### [TASK INSTRUCTIONS]
Nothing in the records should change; write them all out again.

(Referring expression pointing data)
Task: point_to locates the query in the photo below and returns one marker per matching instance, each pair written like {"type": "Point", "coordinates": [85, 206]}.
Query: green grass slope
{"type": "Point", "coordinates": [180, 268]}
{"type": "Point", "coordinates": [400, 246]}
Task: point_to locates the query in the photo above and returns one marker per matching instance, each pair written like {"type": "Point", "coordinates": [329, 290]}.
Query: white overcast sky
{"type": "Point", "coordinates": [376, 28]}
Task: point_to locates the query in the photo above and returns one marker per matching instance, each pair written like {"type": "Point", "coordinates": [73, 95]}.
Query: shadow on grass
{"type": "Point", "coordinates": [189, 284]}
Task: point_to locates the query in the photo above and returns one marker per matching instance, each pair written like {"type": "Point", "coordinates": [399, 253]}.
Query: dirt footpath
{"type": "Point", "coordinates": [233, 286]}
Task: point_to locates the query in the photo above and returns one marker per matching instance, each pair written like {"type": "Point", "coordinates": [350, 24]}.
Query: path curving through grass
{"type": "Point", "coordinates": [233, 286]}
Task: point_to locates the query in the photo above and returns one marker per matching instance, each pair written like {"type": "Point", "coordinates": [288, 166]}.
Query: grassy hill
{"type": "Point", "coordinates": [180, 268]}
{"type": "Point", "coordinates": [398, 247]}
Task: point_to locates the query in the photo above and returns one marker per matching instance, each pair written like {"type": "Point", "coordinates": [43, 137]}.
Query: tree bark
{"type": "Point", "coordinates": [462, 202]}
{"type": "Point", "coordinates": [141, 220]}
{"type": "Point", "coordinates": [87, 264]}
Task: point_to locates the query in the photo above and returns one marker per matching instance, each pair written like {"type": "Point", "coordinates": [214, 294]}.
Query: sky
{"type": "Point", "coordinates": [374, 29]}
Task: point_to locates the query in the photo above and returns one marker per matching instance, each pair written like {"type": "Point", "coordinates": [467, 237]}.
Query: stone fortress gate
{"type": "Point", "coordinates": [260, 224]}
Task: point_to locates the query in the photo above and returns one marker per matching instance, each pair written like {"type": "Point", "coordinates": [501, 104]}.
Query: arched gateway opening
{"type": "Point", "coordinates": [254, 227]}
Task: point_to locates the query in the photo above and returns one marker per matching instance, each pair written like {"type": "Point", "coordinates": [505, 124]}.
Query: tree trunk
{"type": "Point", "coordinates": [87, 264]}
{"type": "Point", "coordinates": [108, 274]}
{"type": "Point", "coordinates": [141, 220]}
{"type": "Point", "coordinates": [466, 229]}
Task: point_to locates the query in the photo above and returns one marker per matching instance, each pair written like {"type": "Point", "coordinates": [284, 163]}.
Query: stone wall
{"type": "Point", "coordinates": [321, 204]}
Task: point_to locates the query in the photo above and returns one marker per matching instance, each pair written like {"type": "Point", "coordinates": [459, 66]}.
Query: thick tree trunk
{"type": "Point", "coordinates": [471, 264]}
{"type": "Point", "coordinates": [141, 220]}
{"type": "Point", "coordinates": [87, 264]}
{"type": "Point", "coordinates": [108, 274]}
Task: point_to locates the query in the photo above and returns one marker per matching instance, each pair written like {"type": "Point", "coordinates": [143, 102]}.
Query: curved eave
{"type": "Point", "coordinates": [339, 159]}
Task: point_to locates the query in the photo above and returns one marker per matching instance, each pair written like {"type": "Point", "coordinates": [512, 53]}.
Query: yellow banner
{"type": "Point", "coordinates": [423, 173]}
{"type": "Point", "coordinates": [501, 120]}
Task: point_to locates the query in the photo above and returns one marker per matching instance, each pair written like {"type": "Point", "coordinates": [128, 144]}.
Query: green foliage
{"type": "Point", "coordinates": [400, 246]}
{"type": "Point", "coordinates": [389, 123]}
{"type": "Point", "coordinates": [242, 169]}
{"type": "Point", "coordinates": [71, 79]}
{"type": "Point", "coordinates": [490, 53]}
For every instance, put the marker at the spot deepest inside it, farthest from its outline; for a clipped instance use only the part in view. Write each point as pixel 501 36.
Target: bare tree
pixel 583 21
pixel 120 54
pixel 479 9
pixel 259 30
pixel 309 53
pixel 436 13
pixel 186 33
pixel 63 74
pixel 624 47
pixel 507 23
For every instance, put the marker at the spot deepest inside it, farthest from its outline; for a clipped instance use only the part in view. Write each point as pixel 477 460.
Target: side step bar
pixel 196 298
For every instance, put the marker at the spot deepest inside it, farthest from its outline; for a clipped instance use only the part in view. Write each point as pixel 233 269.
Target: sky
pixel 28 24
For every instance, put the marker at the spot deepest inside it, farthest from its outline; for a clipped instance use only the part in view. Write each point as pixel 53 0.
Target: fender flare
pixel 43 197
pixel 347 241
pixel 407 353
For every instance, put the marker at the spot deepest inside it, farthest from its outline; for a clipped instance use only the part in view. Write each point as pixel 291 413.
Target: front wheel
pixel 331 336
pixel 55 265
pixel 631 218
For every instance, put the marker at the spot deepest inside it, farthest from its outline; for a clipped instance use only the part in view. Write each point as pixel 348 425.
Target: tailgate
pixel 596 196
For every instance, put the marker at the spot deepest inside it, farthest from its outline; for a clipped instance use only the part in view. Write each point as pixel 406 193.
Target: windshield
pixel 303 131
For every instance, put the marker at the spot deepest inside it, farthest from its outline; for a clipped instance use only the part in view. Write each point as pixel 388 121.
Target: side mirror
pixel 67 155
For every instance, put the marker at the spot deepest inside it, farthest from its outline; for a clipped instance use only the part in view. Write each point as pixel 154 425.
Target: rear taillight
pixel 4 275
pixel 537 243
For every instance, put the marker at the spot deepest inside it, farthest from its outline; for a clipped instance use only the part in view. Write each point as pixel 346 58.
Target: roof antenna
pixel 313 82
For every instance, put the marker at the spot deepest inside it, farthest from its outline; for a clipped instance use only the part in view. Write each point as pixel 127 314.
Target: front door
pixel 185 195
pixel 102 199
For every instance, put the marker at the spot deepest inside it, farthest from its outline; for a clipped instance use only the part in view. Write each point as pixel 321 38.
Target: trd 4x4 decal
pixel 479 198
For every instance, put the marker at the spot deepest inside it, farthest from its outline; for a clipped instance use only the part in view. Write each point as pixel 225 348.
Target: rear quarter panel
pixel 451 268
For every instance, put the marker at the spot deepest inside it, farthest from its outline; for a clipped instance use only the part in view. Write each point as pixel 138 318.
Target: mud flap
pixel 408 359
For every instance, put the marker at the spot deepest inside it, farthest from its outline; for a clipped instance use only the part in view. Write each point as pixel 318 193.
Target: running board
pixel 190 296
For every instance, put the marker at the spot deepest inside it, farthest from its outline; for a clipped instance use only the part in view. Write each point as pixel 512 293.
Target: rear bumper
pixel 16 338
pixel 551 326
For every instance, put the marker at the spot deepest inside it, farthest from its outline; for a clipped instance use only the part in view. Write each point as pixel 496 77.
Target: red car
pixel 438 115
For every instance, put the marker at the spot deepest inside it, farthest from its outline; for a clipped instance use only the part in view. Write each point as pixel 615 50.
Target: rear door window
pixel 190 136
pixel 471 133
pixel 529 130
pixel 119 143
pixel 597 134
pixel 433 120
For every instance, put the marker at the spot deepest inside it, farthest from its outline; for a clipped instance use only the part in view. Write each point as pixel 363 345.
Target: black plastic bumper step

### [RESPONSE AREA]
Task: point_to locates the query in the photo below and returns one marker per matching instance, each pair written like {"type": "Point", "coordinates": [85, 206]}.
Query: green grass slope
{"type": "Point", "coordinates": [180, 268]}
{"type": "Point", "coordinates": [400, 246]}
Task: point_to locates the query in the photo above and returns one marker per matching instance, each pair written like {"type": "Point", "coordinates": [329, 290]}.
Query: white overcast sky
{"type": "Point", "coordinates": [376, 28]}
Task: point_to locates the query in the photo above and returns one marker per matching instance, each pair written like {"type": "Point", "coordinates": [73, 95]}.
Query: shadow on grass
{"type": "Point", "coordinates": [189, 284]}
Task: point_to locates the query in the photo above and returns one marker per matching instance, each pair written like {"type": "Point", "coordinates": [399, 253]}.
Query: dirt footpath
{"type": "Point", "coordinates": [233, 286]}
Task: point_to locates the query in the photo above and returns one marker per matching instance, each pair written like {"type": "Point", "coordinates": [350, 24]}.
Query: path curving through grass
{"type": "Point", "coordinates": [233, 286]}
Task: point_to locates the query in the photo above and returns one marker per matching instance, each pair written like {"type": "Point", "coordinates": [288, 166]}.
Query: grassy hill
{"type": "Point", "coordinates": [180, 268]}
{"type": "Point", "coordinates": [398, 247]}
Task: point_to locates the query in the photo above and returns one marker per matching instance, each pair written like {"type": "Point", "coordinates": [43, 137]}.
Query: tree bark
{"type": "Point", "coordinates": [462, 202]}
{"type": "Point", "coordinates": [141, 220]}
{"type": "Point", "coordinates": [87, 264]}
Task: point_to locates the query in the photo above and returns one marker per matching instance, each pair written like {"type": "Point", "coordinates": [214, 294]}.
Query: sky
{"type": "Point", "coordinates": [374, 29]}
Task: point_to locates the query in the photo above and returns one marker per matching instance, each pair written like {"type": "Point", "coordinates": [467, 237]}.
Query: stone fortress gate
{"type": "Point", "coordinates": [260, 224]}
Task: point_to locates the query in the photo above and returns one marker per matching instance, each pair written like {"type": "Point", "coordinates": [501, 104]}.
Query: arched gateway opening
{"type": "Point", "coordinates": [254, 227]}
Task: point_to locates the query in the photo above and returns one marker per matching instance, each pair written like {"type": "Point", "coordinates": [505, 124]}.
Query: tree trunk
{"type": "Point", "coordinates": [87, 264]}
{"type": "Point", "coordinates": [108, 274]}
{"type": "Point", "coordinates": [141, 220]}
{"type": "Point", "coordinates": [466, 229]}
Task: point_to locates the query in the photo above and returns one marker per matching instance, each pair written like {"type": "Point", "coordinates": [284, 163]}.
Query: stone wall
{"type": "Point", "coordinates": [321, 204]}
Task: point_to locates the query in the photo above and returns one marker per matching instance, each pair written like {"type": "Point", "coordinates": [459, 66]}.
Query: thick tree trunk
{"type": "Point", "coordinates": [471, 264]}
{"type": "Point", "coordinates": [141, 220]}
{"type": "Point", "coordinates": [87, 264]}
{"type": "Point", "coordinates": [108, 274]}
Task: point_to locates the query in the photo above and returns one marker per matching instance, each pair written like {"type": "Point", "coordinates": [143, 102]}.
Query: curved eave
{"type": "Point", "coordinates": [339, 159]}
Task: point_to locates the query in the photo above and returns one marker per matching instance, each pair written like {"type": "Point", "coordinates": [512, 53]}.
Query: yellow banner
{"type": "Point", "coordinates": [423, 173]}
{"type": "Point", "coordinates": [501, 120]}
Task: point_to locates the query in the photo above and returns one marker per matching instance, each pair written like {"type": "Point", "coordinates": [128, 144]}.
Query: green foliage
{"type": "Point", "coordinates": [400, 246]}
{"type": "Point", "coordinates": [389, 123]}
{"type": "Point", "coordinates": [242, 169]}
{"type": "Point", "coordinates": [71, 79]}
{"type": "Point", "coordinates": [490, 53]}
For every instance, put the marker at the spot deepest inside it, farthest from its outline; for a clipped instance use only the part in view. Write each point as pixel 501 36.
Target: bare tree
pixel 583 21
pixel 120 54
pixel 479 9
pixel 259 30
pixel 309 53
pixel 436 13
pixel 186 33
pixel 63 74
pixel 624 47
pixel 507 23
For every instance, put the marker at the spot deepest inside it, farthest from its outline; for a clipped instance use only the part in view. Write each point as pixel 477 460.
Target: side step bar
pixel 196 298
For every instance, put the marker at the spot deepest inside it, farthest from its outline; for a clipped instance use only the part in view. Write each point as pixel 233 269.
Target: sky
pixel 28 24
For every instance, put the marker at the spot deepest inside it, farthest from its outline; for a clipped instance use only the part in view. Write each point as pixel 53 0.
Target: fender flare
pixel 43 197
pixel 347 241
pixel 407 353
For every instance, put the marker at the spot deepest inside it, farthest from its outline; for a clipped instance use only the part in view. Write each point as pixel 291 413.
Target: front wheel
pixel 331 336
pixel 55 265
pixel 631 218
For every instance, put the marker at the spot deepest inside it, farthest from its outline; for a clipped instance use only the part in view. Write each point as pixel 348 425.
Target: tailgate
pixel 596 196
For every instance, put the marker at the spot deepest inside it, farthest from its outline; for a clipped instance use only the part in view. Write each point as pixel 406 193.
Target: windshield
pixel 303 131
For every instance, put the marker at the spot deepest inside it, farthest from its outline; for a clipped instance use only the part in view. Write each point as pixel 388 121.
Target: side mirror
pixel 67 155
For every instance, put the marker at the spot deepest inside it, farthest from its outline; for a clipped instance use only the part in view. Write each point as pixel 154 425.
Target: rear taillight
pixel 4 275
pixel 537 243
For every instance, put the marker at the spot deepest inside it, farthest from its outline; for a clipped instance use only the part in view. Write each point as pixel 346 58.
Target: roof antenna
pixel 313 82
For every instance, put the marker at the spot deepest inside it, farthest from its outline; for a clipped instance use only the part in view. Write each point as pixel 127 314.
Target: front door
pixel 185 195
pixel 102 199
For every instance, put the marker at the spot deepest inside it, farthest from its outline; for a clipped instance use only the part in view. Write each point as pixel 321 38.
Target: trd 4x4 decal
pixel 479 198
For every instance, put the marker at the spot deepest inside it, farthest from its outline; for a clipped instance use only the part in view. Write each point as pixel 225 348.
Target: rear quarter panel
pixel 451 268
For every instance, put the marker at the spot deepest inside it, farthest from its outline; for a clipped instance use only the part in view. Write each point as pixel 138 318.
Target: mud flap
pixel 408 359
For every instance, put the marker at the spot deepest inside it, farthest from its outline; for a clipped instance use only the part in view. Write each point as pixel 318 193.
Target: running board
pixel 190 296
For every instance, put the marker at the spot deepest inside it, farthest from its outline; for a clipped instance use only the part in view. Write each point as pixel 512 293.
Target: rear bumper
pixel 16 338
pixel 551 326
For every instance, put the marker at the spot deepest inside it, farthest from its outline; for a clipped instance use only the part in view. Write each point as pixel 496 77.
Target: red car
pixel 438 115
For every instance, put the marker at the spot deepest inside it, farthest from its outline; for a clipped instance use only the part in view. Write each point as pixel 615 50.
Target: rear door window
pixel 190 136
pixel 471 133
pixel 529 130
pixel 119 143
pixel 597 134
pixel 433 120
For every instance, put the marker at the spot deepest inside it, farthest from its outline; for a clipped instance use only the part in view. Write each point as pixel 363 345.
Target: black plastic bumper step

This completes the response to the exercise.